Records contained in a dataset:
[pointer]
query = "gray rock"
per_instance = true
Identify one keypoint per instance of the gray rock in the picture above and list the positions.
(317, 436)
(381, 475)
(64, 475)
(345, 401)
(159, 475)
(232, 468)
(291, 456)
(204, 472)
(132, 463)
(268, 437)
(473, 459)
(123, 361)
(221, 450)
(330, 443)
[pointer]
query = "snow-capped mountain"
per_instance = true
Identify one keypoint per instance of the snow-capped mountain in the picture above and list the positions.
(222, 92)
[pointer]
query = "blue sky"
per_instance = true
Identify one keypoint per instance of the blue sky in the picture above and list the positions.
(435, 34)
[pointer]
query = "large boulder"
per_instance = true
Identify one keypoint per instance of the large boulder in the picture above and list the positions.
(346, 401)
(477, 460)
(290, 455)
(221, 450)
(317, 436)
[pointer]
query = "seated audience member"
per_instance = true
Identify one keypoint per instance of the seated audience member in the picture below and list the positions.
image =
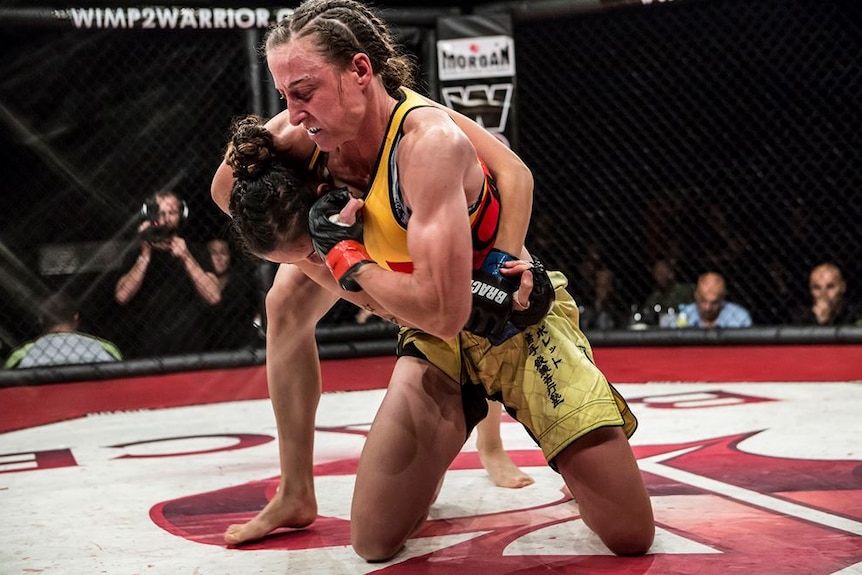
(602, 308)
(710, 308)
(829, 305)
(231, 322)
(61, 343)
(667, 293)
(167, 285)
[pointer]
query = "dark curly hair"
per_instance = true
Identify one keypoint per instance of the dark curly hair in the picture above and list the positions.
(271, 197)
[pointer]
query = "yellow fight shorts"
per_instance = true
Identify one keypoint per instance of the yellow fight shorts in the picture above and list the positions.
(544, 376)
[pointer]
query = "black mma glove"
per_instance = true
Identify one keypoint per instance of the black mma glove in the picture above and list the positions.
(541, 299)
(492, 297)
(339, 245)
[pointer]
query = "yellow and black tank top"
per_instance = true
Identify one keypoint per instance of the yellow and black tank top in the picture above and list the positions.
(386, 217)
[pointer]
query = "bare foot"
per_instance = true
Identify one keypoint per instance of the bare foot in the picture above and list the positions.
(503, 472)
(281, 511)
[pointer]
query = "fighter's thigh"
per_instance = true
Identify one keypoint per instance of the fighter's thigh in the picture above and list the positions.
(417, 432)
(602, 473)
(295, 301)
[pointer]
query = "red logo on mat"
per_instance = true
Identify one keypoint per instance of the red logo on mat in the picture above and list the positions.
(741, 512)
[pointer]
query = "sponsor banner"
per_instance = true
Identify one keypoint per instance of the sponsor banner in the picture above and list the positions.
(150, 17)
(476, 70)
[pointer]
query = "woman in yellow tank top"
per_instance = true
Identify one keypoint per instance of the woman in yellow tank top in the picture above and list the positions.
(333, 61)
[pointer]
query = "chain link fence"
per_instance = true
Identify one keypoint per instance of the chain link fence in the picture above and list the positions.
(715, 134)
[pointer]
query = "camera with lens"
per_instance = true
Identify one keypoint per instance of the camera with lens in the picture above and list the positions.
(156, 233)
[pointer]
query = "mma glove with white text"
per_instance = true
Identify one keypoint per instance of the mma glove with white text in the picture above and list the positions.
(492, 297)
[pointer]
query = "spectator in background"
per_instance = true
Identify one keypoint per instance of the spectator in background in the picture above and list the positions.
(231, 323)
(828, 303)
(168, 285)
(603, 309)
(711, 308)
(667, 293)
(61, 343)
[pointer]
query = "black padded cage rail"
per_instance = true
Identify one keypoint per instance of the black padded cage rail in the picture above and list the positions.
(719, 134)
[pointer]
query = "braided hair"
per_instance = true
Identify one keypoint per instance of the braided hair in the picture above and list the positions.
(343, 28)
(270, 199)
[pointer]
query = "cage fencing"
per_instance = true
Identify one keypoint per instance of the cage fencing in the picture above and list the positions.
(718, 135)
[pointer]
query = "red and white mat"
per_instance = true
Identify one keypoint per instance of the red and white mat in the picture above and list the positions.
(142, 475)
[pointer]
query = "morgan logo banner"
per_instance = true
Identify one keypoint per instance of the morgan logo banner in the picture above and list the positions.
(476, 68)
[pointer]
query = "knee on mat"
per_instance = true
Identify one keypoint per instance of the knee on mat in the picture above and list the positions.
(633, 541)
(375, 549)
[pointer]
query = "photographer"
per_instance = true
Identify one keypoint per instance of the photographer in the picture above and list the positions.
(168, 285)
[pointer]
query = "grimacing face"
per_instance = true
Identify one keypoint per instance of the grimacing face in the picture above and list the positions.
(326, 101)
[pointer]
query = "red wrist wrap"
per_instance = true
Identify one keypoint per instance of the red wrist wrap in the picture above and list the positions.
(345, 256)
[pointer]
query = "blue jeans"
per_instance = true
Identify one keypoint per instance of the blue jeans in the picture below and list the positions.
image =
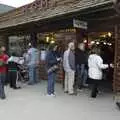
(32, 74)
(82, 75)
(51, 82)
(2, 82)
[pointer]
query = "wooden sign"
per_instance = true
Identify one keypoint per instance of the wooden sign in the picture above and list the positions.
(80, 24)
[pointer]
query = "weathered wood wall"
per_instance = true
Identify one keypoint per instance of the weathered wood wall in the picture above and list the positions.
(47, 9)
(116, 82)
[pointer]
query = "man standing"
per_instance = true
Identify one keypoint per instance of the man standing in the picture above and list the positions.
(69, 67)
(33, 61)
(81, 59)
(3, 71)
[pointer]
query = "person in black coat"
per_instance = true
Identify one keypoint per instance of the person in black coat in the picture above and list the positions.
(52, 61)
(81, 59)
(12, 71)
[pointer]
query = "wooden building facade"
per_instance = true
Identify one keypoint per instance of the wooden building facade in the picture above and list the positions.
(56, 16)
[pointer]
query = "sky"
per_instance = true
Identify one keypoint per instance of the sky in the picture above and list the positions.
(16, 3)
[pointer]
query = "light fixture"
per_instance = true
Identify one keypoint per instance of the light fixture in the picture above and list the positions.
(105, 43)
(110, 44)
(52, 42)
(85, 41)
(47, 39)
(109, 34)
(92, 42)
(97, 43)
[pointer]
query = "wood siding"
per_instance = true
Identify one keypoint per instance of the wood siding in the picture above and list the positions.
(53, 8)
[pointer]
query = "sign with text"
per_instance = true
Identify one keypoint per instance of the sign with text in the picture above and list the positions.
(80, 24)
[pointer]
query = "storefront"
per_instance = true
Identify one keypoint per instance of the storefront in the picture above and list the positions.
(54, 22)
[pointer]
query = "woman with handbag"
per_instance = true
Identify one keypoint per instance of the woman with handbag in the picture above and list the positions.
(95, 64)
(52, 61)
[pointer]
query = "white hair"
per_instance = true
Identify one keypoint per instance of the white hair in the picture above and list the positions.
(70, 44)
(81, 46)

**DIRECTIONS:**
Set down the data above verbatim, omitting every image.

**SOLUTION FOR THIS PROBLEM:**
[pointer]
query = "gray rock"
per_instance = true
Identify one keypoint per instance of the gray rock in the picture above and list the positions.
(317, 436)
(381, 475)
(64, 475)
(345, 401)
(159, 475)
(232, 468)
(291, 456)
(204, 472)
(132, 463)
(268, 437)
(473, 459)
(123, 361)
(221, 450)
(330, 443)
[pointer]
query = "snow-capped mountain"
per_instance = true
Identify one keypoint per instance of the snow-capped mountain in the picture above and list the positions.
(222, 92)
[pointer]
query = "blue sky"
per_instance = true
Identify one keypoint per instance of the blue sky in the picture above and list the positions.
(435, 34)
[pointer]
query = "large boulder"
per_instance = true
Identify one keypoint per instance of the large boulder in the picture above and list the positions.
(346, 401)
(477, 460)
(290, 455)
(221, 450)
(317, 436)
[pointer]
query = "seated audience member"
per_instance = true
Identify one keypoint per instance of the seated audience member in the picture below and list the positions.
image =
(602, 308)
(710, 308)
(829, 305)
(231, 322)
(61, 343)
(667, 293)
(167, 285)
[pointer]
query = "dark curly hair"
per_instance = true
Identify one keypoint per instance of the dark curly hair in the picture above and list the positions.
(271, 197)
[pointer]
query = "yellow fight shorts"
per_instance = true
Identify one keypoint per instance of the yellow fight shorts in the picture above and list the positions.
(544, 376)
[pointer]
query = "black mma glove"
per_instance = true
Identify one keypoint per instance of the black mma glove in the picture above and list the positions.
(541, 299)
(492, 297)
(339, 245)
[pointer]
query = "yellow and black tank top"
per_instance = true
Identify one keypoint per instance of the yellow and black tank top in the picture above and list the positions.
(386, 217)
[pointer]
query = "bare foot"
per_instance = true
Identify one keypoint per instance of the bare foot in the picture above and list the positions.
(503, 472)
(281, 511)
[pointer]
query = "fighter's thigh"
per_instance = true
Identify one keypoint per instance of the fighter's thigh in the picture above and list the positions.
(417, 432)
(602, 473)
(295, 301)
[pointer]
query = "red logo on mat"
per_instance = true
Identify one keypoint per instance of the red logo on mat in the picture above and list the positions.
(741, 512)
[pointer]
query = "sponsor banner"
per_instance = true
Identify one keypoint per instance of the sponsor banner in the picture above and list the positions.
(150, 17)
(476, 70)
[pointer]
query = "woman in yellow tank top"
per_instance = true
Identify one keypoint per instance of the woman in yellow tank top in the picture above and list the positions.
(333, 61)
[pointer]
query = "chain link fence"
per_instance = true
Identify one keypoint per instance of the chain link fence in the picture above and list the positions.
(715, 134)
[pointer]
query = "camera with lens"
per_instance = true
Identify one keypoint per instance of the camera with lens in the picture above and list the positions.
(156, 233)
[pointer]
query = "mma glove with white text"
per_instance = true
Identify one keypoint per instance of the mma glove with white text in the picture above and list the positions.
(492, 297)
[pointer]
query = "spectator in background"
per_instance = true
Identify one keypoint per instance of the spectator in background in the picture above and list the positions.
(231, 323)
(828, 303)
(168, 285)
(603, 309)
(711, 308)
(667, 293)
(61, 343)
[pointer]
query = "black padded cage rail"
per_instance = true
Identify one keypoint per instance of the black padded cage rail in the picture above and list the positions.
(719, 134)
[pointer]
query = "braided hair"
per_instance = true
Identify one keypoint per instance of the braided hair in the picture above and list the positions.
(343, 28)
(270, 199)
[pointer]
query = "cage fencing"
per_instance = true
Identify one keypoint per instance of the cage fencing in the picture above and list the positions.
(718, 135)
[pointer]
query = "red and white mat"
per_instance = true
Identify one keypoint per instance of the red and white mat in the picture above and list the positions.
(142, 475)
[pointer]
query = "morgan logo banner"
per_instance = true
Identify one keypoint per instance of the morgan logo banner in the picture above and list the positions.
(476, 68)
[pointer]
query = "knee on mat"
per_instance = true
Identify one keypoint per instance of the knee on mat in the picture above and list the positions.
(633, 541)
(375, 549)
[pointer]
query = "photographer"
per_instance = true
Identify one keypoint per instance of the photographer in the picture above and list the positions.
(168, 285)
[pointer]
query = "grimacing face"
per_instance = true
Identify one keypoint per instance of the grimacing face in the picture above and list the positions.
(326, 101)
[pointer]
query = "red wrist wrap"
per_instance = true
Identify one keypoint per instance of the red wrist wrap in the picture above and list the positions.
(345, 256)
[pointer]
query = "blue jeans"
per_instance = true
Identify one keypoint per instance of the blue jeans in the picture below and list the positions.
image =
(32, 74)
(82, 75)
(51, 82)
(2, 82)
[pointer]
query = "wooden sign"
per_instance = true
Identify one keypoint per instance of the wooden sign in the picture above and list the positions.
(80, 24)
[pointer]
query = "weathered wood wall"
per_instance = true
Identify one keypoint per instance of the weathered wood wall in the picture above and list the positions.
(47, 9)
(116, 82)
[pointer]
query = "man standing"
per_instance = true
Identify one keypoint per instance of the man standing in the picture above and list the positions.
(69, 67)
(33, 61)
(81, 59)
(3, 71)
[pointer]
query = "person in black coat"
per_instance = true
Identify one keypoint per instance of the person in black coat in the picture above and list the positions.
(52, 61)
(81, 59)
(12, 71)
[pointer]
query = "wooden building facade"
per_instance = true
Identify one keypoint per instance of the wooden building facade in the picture above and list the positions.
(56, 16)
[pointer]
query = "sky"
per_instance = true
Identify one keypoint per instance of the sky in the picture above and list the positions.
(16, 3)
[pointer]
query = "light fixture"
per_instance = true
Identify one keypoint per instance of the light fixture in the picture above and list the positions.
(105, 43)
(110, 44)
(52, 42)
(85, 41)
(47, 39)
(109, 34)
(92, 42)
(97, 43)
[pointer]
query = "wood siding"
per_instance = true
Identify one keypoint per instance of the wood siding in the picture above and list the positions.
(53, 8)
[pointer]
query = "sign with text"
per_instance = true
Identify one keypoint per instance of the sign with text in the picture above and list the positions.
(80, 24)
[pointer]
query = "storefront"
per_instance = true
Identify one keypoint per instance of the storefront in the picture above and list the positions.
(54, 22)
[pointer]
query = "woman with handbag"
per_instance = true
Identify one keypoint per instance of the woman with handbag in the picture above and list the positions.
(95, 64)
(52, 61)
[pointer]
query = "white hair"
per_instance = true
Identify one keypoint per instance of the white hair in the picture above and list the positions.
(70, 44)
(81, 46)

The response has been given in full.